- [Task prompt] Take the line that contains "Would you mind marking the bag" as the first and the last line of the material as the final one; set down exactly the lines in that span.
* start Listing *
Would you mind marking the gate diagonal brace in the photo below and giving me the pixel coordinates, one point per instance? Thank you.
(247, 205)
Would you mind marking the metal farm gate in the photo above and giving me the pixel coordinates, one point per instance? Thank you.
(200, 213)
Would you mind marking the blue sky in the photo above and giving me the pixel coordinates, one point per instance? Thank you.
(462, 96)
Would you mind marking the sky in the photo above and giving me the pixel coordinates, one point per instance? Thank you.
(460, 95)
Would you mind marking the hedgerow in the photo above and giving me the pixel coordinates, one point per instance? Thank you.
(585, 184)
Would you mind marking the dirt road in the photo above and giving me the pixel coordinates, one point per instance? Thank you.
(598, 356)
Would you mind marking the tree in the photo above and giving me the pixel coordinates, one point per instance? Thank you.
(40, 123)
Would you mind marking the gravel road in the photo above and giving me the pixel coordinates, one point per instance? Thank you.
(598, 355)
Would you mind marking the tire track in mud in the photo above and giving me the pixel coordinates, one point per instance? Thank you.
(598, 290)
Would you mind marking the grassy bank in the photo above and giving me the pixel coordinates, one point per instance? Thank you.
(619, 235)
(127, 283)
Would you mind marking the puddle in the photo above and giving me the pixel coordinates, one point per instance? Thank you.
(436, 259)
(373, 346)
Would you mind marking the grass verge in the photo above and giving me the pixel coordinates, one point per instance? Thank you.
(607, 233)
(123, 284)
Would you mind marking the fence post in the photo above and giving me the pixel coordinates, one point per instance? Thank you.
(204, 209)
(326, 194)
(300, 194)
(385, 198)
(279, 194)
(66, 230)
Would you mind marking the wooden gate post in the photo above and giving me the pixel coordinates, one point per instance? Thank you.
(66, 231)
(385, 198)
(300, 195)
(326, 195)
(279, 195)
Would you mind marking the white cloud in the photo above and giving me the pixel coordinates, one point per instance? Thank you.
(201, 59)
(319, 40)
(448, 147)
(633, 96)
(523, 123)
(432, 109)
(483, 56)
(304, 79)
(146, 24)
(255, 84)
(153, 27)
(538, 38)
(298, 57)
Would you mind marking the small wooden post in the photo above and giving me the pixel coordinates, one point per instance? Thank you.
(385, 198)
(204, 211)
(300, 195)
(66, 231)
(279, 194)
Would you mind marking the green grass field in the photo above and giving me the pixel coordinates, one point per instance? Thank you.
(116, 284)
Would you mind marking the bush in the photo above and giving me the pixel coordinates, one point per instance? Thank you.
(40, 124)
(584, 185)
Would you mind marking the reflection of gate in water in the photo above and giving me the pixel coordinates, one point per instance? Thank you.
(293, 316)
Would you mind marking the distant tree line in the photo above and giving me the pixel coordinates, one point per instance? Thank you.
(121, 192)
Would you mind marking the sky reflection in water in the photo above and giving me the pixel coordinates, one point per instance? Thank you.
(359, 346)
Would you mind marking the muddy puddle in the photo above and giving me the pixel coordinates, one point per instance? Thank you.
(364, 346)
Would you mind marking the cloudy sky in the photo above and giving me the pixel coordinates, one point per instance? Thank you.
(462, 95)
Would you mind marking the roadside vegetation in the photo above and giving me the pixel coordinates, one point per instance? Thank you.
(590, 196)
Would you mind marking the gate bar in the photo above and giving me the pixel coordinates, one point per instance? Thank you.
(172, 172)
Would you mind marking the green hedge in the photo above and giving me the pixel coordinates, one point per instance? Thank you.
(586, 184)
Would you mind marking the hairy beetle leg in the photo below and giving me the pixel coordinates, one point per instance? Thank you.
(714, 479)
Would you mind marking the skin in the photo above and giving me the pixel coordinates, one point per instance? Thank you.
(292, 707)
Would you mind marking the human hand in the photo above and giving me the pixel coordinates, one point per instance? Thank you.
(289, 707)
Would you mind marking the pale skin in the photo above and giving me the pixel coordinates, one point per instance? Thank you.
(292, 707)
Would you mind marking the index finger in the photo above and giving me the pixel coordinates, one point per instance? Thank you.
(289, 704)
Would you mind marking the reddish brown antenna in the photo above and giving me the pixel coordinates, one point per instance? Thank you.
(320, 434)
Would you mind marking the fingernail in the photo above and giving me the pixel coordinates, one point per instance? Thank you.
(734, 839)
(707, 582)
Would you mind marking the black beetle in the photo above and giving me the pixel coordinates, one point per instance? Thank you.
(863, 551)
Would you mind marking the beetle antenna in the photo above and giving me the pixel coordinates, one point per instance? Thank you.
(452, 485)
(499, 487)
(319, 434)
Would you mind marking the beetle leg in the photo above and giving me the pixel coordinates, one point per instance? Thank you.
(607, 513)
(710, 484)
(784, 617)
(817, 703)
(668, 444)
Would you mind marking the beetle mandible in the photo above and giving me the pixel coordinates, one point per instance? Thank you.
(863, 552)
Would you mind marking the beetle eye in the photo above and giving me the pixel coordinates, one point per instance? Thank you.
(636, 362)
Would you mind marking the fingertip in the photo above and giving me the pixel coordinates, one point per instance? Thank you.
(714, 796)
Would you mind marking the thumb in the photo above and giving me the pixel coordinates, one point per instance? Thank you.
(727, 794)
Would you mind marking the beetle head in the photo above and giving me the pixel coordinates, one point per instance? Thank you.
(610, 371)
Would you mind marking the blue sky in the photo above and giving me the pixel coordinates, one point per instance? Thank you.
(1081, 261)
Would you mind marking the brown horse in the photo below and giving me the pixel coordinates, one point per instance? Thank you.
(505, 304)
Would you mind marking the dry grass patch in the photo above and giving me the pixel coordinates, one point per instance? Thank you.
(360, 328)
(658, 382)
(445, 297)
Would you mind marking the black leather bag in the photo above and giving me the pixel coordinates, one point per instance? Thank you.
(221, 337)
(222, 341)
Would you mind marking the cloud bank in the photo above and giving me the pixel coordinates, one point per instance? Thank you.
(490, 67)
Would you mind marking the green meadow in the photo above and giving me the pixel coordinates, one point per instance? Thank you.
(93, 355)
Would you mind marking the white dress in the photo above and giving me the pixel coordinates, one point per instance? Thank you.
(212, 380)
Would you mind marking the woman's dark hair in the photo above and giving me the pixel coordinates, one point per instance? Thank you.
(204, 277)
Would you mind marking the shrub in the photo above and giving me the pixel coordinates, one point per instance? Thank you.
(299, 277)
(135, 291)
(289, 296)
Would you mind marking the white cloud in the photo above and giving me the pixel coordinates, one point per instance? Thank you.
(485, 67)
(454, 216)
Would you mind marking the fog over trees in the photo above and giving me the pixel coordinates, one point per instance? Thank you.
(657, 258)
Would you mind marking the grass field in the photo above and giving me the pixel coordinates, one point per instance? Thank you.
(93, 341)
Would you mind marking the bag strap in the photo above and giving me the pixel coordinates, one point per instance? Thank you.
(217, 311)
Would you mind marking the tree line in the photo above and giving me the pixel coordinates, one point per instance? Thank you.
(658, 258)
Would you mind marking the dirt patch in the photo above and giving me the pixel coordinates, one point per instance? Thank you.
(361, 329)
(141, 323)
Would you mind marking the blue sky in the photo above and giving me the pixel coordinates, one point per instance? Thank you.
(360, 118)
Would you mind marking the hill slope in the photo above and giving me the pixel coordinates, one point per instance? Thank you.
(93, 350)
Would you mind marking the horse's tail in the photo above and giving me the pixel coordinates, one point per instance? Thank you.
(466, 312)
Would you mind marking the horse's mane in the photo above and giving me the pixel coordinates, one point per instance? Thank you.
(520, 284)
* end Listing *
- [Response to this task]
Would you mind marking the bag strap in the photo above and giving me the pixel coordinates, one point per instance? Thank you.
(217, 311)
Would you mind marking the tree line in the photo above and giving me the pixel coordinates, one point per instance? Thank you.
(658, 258)
Would you mind marking the dirt patch in the photo above and giving me the pixel coordinates, one point per instance? Thank you.
(361, 329)
(141, 323)
Would you mind marking the blue sky in the photo above and giving me the pixel coordinates, one point per instance? Thank you.
(360, 118)
Would you mind marking the hill slope in the photo above and giving me the pixel coordinates, one point per instance? Thank you.
(93, 350)
Would you mind marking the horse's tail in the photo above and giving me the pixel coordinates, one point per instance? Thank you.
(466, 312)
Would you mind marking the horse's mane in the photo above and giving me the pixel coordinates, one point per instance? Thank you.
(520, 284)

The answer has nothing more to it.